Es sind deshalb wohl zwei miteinander eng verwobene Ansätze, die es zu verfolgen gilt: zum einen die technische Entwicklung künstlicher Strahler selbst und zum anderen deren Beeinflussbarkeit.

 

Es war wohl eine Beobachtung des griechischen Philosophen Aristoteles vor fast zweieinhalbtausend Jahren, die den Stein ins Rollen brachte: Während eines Spaziergangs entdeckte er im Schatten eines Baumes kleine helle Flecken, deren Form nicht das Abbild der Kontur zwischen den Blättern war, sondern das Abbild der Sonne, und er schlussfolgerte, dass dies durch die kleinen „Löcher“ im Blattwerk des Baumes entstanden war. Fallen also Strahlen durch eine kleine Öffnung in einen dunklen Raum – wie den Schatten des Baumes – so entsteht an der auftreffenden Stelle ein Bild des Objektes, welches sie aussendet. Und das Abbild steht auf dem Kopf, weil die Strahlen sich im Durchgang des kleinen Loches kreuzen.
Auch da Vinci beschreibt diese Erscheinung und zu seiner Zeit wohl hat es schon „dunkle Kammern“ gegeben, selbstgebaute Kästen mit einem kleinen Loch darin, die „Bilder auffangen“ konnten. Die „Camera obscura“ war entdeckt, und mit einer halbtransparenten Rückwand ließ sich das Bild sogar von außen betrachten. Ganze Räume wurden als dunkle, begehbare Kammer gestaltet, die das äußere Bild einfangen konnten, um es auf weißer Fläche sichtbar zu machen. Allerdings ließ sich dieses Bild nicht festhalten.

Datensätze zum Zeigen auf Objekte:
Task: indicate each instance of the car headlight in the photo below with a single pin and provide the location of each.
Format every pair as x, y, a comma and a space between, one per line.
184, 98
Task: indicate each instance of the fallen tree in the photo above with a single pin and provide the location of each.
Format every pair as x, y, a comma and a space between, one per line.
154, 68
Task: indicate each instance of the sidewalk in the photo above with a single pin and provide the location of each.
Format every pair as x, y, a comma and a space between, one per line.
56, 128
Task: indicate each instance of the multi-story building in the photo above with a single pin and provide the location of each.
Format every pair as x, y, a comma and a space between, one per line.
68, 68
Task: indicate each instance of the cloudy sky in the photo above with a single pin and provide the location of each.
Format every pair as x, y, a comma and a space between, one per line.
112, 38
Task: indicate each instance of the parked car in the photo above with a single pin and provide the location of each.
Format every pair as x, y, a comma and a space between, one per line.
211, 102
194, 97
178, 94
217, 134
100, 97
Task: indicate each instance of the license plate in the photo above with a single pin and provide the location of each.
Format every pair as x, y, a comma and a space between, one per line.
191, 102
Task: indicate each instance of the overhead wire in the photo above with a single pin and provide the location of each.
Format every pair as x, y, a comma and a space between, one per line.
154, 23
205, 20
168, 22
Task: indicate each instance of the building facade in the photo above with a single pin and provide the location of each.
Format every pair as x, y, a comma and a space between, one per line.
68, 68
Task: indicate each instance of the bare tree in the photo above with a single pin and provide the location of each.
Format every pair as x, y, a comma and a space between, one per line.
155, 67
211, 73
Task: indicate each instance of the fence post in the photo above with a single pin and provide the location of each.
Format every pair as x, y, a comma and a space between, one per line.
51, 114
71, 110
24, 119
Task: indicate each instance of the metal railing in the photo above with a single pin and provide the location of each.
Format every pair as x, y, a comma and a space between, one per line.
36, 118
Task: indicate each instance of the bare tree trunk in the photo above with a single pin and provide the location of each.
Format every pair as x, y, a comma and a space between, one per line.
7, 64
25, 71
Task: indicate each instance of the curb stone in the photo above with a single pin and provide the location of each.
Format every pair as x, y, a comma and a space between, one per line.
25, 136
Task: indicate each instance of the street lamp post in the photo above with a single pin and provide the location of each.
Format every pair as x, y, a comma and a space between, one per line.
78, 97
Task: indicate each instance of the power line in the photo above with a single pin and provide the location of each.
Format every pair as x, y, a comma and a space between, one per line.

- **Aufgaben und Übungen**:
a: Schreib aus dem Textabschnitt den Teil ab, der mit den Worten um „Auch da Vinci“ einsetzt und mit „Bild nicht festhalten.“ schließt.
b: Zähle alle Ausdrücke auf, die im Textabschnitt in Anführungszeichen stehen.

- **Antworten je Aufgabe**:
a:
Auch da Vinci beschreibt diese Erscheinung und zu seiner Zeit wohl hat es schon „dunkle Kammern“ gegeben, selbstgebaute Kästen mit einem kleinen Loch darin, die „Bilder auffangen“ konnten. Die „Camera obscura“ war entdeckt, und mit einer halbtransparenten Rückwand ließ sich das Bild sogar von außen betrachten. Ganze Räume wurden als dunkle, begehbare Kammer gestaltet, die das äußere Bild einfangen konnten, um es auf weißer Fläche sichtbar zu machen. Allerdings ließ sich dieses Bild nicht festhalten.

b: „Löcher“, „dunkle Kammern“, „Bilder auffangen“, „Camera obscura“